(Labeled shape records)
○ ○ ○
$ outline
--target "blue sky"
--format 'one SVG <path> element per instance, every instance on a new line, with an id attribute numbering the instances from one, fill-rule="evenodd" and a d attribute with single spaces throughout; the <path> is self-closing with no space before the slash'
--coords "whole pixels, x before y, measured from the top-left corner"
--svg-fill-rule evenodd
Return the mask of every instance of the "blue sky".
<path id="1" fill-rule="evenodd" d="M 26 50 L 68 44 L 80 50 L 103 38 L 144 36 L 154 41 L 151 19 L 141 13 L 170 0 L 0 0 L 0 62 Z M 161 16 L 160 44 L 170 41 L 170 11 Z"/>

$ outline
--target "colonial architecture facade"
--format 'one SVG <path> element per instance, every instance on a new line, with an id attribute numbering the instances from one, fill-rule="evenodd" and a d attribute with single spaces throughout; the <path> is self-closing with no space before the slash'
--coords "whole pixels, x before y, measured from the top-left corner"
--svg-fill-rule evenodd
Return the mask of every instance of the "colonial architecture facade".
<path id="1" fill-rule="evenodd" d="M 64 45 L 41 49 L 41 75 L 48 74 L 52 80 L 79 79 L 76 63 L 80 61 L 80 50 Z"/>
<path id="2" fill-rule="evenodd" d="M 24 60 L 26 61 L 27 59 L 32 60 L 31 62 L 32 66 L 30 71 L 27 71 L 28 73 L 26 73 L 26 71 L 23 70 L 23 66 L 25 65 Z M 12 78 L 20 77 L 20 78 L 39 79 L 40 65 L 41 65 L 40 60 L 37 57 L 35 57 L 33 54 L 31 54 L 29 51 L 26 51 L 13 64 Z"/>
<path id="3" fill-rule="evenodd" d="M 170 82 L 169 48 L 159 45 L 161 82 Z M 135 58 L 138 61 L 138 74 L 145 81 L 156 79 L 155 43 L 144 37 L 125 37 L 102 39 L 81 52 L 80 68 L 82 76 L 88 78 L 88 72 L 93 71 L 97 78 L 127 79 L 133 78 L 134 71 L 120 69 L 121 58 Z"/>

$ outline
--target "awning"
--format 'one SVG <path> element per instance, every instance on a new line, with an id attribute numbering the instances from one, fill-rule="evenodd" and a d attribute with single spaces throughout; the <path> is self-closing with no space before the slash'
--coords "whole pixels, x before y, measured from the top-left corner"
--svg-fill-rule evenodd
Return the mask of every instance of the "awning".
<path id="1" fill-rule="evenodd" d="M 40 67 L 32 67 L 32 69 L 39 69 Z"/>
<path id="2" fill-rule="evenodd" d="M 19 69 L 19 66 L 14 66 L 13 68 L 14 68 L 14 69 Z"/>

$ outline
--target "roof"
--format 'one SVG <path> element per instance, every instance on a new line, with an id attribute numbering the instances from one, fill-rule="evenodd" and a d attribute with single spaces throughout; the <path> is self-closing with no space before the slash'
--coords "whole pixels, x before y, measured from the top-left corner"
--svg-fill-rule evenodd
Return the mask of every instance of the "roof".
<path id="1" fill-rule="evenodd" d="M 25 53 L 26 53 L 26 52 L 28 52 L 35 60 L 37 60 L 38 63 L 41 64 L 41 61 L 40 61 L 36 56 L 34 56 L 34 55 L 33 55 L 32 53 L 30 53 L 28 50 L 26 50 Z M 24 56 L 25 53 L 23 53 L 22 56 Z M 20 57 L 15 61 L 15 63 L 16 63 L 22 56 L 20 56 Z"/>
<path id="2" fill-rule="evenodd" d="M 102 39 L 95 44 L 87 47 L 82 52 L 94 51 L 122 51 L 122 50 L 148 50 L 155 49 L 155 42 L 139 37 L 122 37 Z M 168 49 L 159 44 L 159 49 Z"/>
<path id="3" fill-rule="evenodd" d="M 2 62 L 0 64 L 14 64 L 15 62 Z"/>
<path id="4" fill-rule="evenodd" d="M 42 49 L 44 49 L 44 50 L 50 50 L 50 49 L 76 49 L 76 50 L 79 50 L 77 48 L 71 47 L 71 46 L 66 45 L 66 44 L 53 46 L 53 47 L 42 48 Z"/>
○ ○ ○
What you will do ::
Rename "outline" to "trace" everywhere in the material above and reproduce it with nothing else changed.

Complete response ::
$ trace
--target "blue sky"
--format 'one SVG <path> element per instance, every instance on a new line, with an id attribute numbering the instances from one, fill-rule="evenodd" and a d attribute with single spaces throughout; the <path> is self-closing with no space before the slash'
--coords "whole pixels, x before y, measured from the top-left corner"
--svg-fill-rule evenodd
Return the mask of every instance of the "blue sky".
<path id="1" fill-rule="evenodd" d="M 26 50 L 68 44 L 80 50 L 103 38 L 144 36 L 154 41 L 151 19 L 141 13 L 170 0 L 0 0 L 0 62 Z M 161 16 L 160 44 L 170 41 L 170 11 Z"/>

$ trace
--target "colonial architecture facade"
--format 'one SVG <path> element per instance, every instance on a new line, with an id attribute numbering the instances from one, fill-rule="evenodd" and a d attribute with single spaces throughout; the <path> is self-closing with no space before the slash'
--coords "whole pixels, x before y, measured from the top-left corner"
--svg-fill-rule evenodd
Return the mask of every instance of the "colonial architecture facade".
<path id="1" fill-rule="evenodd" d="M 64 45 L 41 49 L 41 75 L 48 74 L 52 80 L 79 79 L 76 63 L 80 61 L 80 50 Z"/>
<path id="2" fill-rule="evenodd" d="M 24 60 L 26 61 L 27 59 L 32 60 L 31 62 L 32 66 L 30 71 L 27 71 L 28 73 L 26 73 L 26 71 L 23 70 L 23 66 L 25 65 Z M 12 78 L 20 77 L 20 78 L 39 79 L 40 65 L 41 65 L 40 60 L 37 57 L 35 57 L 33 54 L 31 54 L 29 51 L 26 51 L 13 64 Z"/>
<path id="3" fill-rule="evenodd" d="M 170 82 L 169 48 L 159 45 L 161 82 Z M 135 58 L 138 61 L 138 74 L 145 81 L 156 79 L 155 43 L 144 37 L 125 37 L 102 39 L 81 52 L 80 68 L 82 76 L 88 78 L 88 72 L 93 71 L 97 78 L 127 79 L 133 78 L 134 71 L 120 69 L 121 58 Z"/>

$ trace
--target "awning"
--format 'one SVG <path> element per instance, every instance on a new line, with an id attribute numbering the instances from one, fill-rule="evenodd" and a d attribute with single spaces throughout; the <path> is self-closing with no space before the slash'
--coords "whole pixels, x before y, measured from the top-left corner"
--svg-fill-rule evenodd
Return the mask of every instance of the "awning".
<path id="1" fill-rule="evenodd" d="M 40 67 L 32 67 L 32 69 L 39 69 Z"/>
<path id="2" fill-rule="evenodd" d="M 19 69 L 19 66 L 14 66 L 13 68 L 14 68 L 14 69 Z"/>

$ trace
--target "roof"
--format 'one SVG <path> element per instance, every instance on a new line, with an id attribute numbering the instances from one, fill-rule="evenodd" and a d attribute with single spaces throughout; the <path> is self-closing with no space before the slash'
--coords "whole pixels, x before y, measured from the top-left corner"
--svg-fill-rule evenodd
Return the mask of every instance of the "roof".
<path id="1" fill-rule="evenodd" d="M 25 53 L 26 53 L 26 52 L 28 52 L 35 60 L 37 60 L 38 63 L 41 64 L 41 61 L 40 61 L 36 56 L 34 56 L 34 55 L 33 55 L 32 53 L 30 53 L 28 50 L 26 50 Z M 24 56 L 25 53 L 23 53 L 22 56 Z M 20 57 L 15 61 L 15 63 L 16 63 L 22 56 L 20 56 Z"/>
<path id="2" fill-rule="evenodd" d="M 102 39 L 95 44 L 87 47 L 82 52 L 94 51 L 122 51 L 122 50 L 148 50 L 155 49 L 155 42 L 139 37 L 122 37 Z M 168 49 L 159 44 L 159 49 Z"/>
<path id="3" fill-rule="evenodd" d="M 2 62 L 0 64 L 14 64 L 15 62 Z"/>
<path id="4" fill-rule="evenodd" d="M 42 49 L 44 49 L 44 50 L 50 50 L 50 49 L 76 49 L 76 50 L 79 50 L 77 48 L 71 47 L 71 46 L 66 45 L 66 44 L 53 46 L 53 47 L 42 48 Z"/>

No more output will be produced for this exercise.